— Work instructions —
• A. Please set down everything in the passage on books and reviewing from "A few quick" down to "accuracy, that is.".
• B. In the passage on books and reviewing, where and when does the French novel take place?

— Document segment —
Also reading a French novel, By a Slow Stream, by Philippe Claudel (trying to read the original, too - Les Ames Grises). Couldn't put it down last night. Certain things remind me of Edgar Allan Poe (very sad twisty mouse-trap plot, women with exotic names, haunting paintings...). But great characters, out of Bruegel or something. Takes place in village near trench-lines during WW I.


New proto-essay over here called The Value of Quietude and the Need for Roots.


A few quick thoughts on Mark Scroggins' comments on the Breeze review:

It's true that matching up a book of poems with its antecedent influences & echoes is not enough, does not account for originality or the unique qualities of said book. It's not enough simply to "place" a book in "tradition".

However, a couple things occur to me : first, a review - even a thorough reading - can never express or replicate the "quiddity" of its subject. That's asking too much. The reviewer is not capable of transmitting seraphically the author's "own terms" - each of us works within our own frame of reference to some extent. And some freedom of response should be allowed to the reviewer, too - within limits of fairness & truth & accuracy, that is.

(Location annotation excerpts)
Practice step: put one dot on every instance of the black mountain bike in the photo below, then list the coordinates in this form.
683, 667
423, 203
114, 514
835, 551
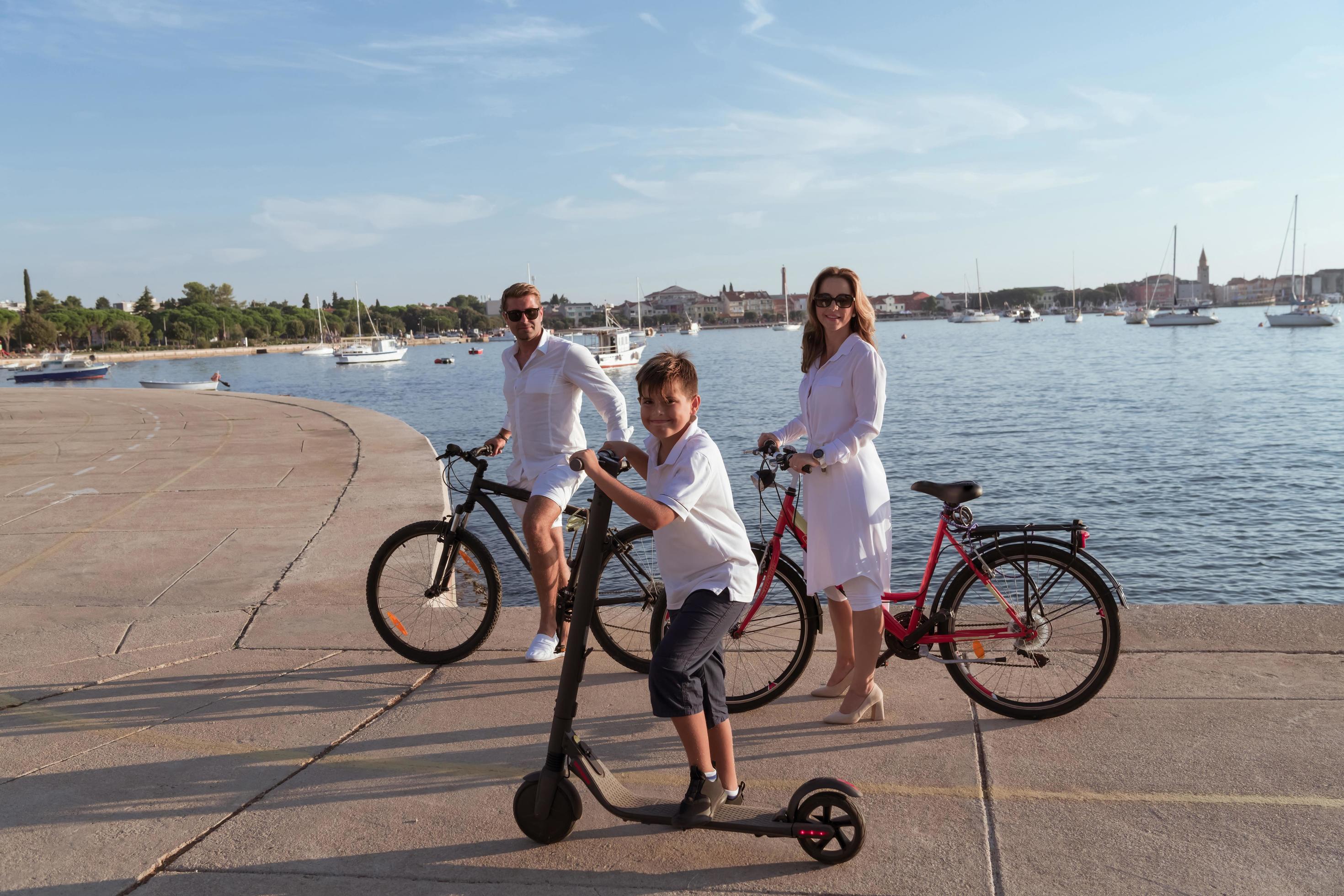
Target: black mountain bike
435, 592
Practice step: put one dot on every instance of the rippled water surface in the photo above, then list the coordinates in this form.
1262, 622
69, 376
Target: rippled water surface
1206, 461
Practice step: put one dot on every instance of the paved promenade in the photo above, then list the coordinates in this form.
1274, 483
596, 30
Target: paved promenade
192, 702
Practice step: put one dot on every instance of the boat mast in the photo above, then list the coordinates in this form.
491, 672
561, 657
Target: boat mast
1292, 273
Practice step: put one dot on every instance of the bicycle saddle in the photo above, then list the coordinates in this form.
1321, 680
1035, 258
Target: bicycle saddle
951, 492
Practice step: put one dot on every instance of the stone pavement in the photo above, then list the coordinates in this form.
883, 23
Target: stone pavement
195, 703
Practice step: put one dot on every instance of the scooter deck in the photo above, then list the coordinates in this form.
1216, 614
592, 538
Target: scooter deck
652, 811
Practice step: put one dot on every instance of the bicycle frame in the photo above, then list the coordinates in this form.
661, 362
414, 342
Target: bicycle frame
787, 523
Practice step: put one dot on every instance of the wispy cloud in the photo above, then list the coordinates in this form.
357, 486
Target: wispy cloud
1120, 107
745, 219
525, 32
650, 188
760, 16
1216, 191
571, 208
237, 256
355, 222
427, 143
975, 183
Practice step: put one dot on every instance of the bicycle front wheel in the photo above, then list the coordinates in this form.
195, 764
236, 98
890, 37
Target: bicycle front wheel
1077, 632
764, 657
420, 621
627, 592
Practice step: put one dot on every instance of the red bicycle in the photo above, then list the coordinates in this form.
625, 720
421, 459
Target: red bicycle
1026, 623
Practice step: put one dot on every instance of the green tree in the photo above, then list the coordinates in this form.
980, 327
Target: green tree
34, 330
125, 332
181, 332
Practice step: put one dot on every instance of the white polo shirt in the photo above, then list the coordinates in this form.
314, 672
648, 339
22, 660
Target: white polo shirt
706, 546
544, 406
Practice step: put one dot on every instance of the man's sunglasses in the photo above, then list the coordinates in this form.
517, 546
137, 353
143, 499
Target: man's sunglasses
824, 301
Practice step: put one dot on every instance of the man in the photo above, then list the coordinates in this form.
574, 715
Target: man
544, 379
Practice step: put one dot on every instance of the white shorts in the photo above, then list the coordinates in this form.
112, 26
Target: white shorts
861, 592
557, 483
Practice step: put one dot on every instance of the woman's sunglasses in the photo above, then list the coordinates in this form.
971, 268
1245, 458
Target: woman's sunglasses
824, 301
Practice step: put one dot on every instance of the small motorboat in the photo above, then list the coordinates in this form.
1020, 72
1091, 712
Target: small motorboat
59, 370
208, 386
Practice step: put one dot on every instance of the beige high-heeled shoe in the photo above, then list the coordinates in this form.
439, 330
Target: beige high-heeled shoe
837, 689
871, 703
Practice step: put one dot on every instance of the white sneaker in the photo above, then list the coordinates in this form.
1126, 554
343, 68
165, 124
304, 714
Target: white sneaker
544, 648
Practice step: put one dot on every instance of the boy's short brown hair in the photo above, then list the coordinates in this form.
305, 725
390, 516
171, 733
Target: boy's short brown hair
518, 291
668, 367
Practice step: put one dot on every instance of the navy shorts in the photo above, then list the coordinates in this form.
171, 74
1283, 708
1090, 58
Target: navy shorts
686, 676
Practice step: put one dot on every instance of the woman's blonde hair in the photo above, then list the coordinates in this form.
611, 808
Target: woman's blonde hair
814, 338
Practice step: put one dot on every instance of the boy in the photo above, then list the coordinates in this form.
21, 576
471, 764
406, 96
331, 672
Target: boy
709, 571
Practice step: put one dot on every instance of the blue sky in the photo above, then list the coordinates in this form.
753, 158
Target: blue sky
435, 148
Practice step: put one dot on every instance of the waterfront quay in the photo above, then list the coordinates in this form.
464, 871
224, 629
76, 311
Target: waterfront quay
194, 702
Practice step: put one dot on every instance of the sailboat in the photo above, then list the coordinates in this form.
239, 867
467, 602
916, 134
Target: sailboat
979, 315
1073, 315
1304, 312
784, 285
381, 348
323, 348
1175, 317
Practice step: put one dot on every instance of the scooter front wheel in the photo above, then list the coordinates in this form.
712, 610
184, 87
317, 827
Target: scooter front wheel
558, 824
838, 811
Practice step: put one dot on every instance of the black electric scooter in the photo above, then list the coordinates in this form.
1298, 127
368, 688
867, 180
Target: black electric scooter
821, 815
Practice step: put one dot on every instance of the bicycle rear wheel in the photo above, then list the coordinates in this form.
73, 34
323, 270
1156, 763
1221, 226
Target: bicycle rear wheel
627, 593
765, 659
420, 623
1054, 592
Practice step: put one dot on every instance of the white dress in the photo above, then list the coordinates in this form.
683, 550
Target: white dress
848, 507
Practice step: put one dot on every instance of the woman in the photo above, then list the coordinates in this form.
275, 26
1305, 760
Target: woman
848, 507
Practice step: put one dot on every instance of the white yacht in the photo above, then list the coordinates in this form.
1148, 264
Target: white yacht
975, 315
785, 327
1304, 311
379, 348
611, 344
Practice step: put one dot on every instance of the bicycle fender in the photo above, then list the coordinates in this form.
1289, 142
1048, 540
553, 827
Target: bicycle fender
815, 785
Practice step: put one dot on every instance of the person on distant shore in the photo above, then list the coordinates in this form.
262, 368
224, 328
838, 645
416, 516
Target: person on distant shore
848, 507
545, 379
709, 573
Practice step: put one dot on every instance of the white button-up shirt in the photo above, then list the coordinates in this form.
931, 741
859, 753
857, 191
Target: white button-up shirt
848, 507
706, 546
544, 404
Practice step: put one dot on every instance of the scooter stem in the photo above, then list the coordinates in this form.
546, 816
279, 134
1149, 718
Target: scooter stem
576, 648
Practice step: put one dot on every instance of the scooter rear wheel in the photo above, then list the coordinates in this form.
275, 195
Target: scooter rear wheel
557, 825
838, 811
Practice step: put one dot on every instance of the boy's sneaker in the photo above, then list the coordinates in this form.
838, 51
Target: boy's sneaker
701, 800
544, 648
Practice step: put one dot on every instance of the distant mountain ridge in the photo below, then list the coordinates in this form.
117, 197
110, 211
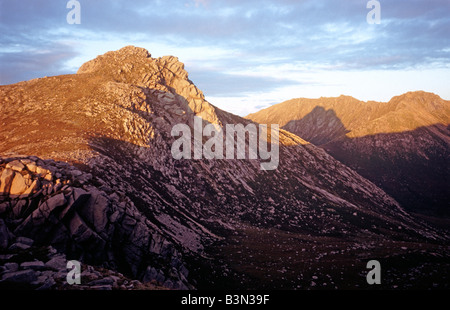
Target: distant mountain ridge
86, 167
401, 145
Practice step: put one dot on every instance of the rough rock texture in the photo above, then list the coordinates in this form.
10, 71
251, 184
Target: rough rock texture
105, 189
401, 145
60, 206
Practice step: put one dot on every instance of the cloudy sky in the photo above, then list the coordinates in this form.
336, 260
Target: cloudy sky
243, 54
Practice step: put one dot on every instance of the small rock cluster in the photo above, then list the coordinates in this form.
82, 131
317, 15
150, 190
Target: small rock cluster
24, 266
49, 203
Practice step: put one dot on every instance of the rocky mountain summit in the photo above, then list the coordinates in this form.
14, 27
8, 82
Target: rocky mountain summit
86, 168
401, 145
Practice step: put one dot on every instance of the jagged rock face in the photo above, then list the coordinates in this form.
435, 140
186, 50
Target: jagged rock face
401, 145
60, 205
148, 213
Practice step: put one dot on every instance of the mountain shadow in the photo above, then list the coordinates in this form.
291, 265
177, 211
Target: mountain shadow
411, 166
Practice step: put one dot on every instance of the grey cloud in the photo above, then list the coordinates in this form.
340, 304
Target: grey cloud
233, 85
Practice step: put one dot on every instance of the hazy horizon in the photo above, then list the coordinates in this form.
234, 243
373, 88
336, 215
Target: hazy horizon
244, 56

— Answers by task —
• A.
A few quick thoughts on Mark Scroggins' comments on the Breeze review:

It's true that matching up a book of poems with its antecedent influences & echoes is not enough, does not account for originality or the unique qualities of said book. It's not enough simply to "place" a book in "tradition".

However, a couple things occur to me : first, a review - even a thorough reading - can never express or replicate the "quiddity" of its subject. That's asking too much. The reviewer is not capable of transmitting seraphically the author's "own terms" - each of us works within our own frame of reference to some extent. And some freedom of response should be allowed to the reviewer, too - within limits of fairness & truth & accuracy, that is.

• B. In a village near the trench lines during World War I.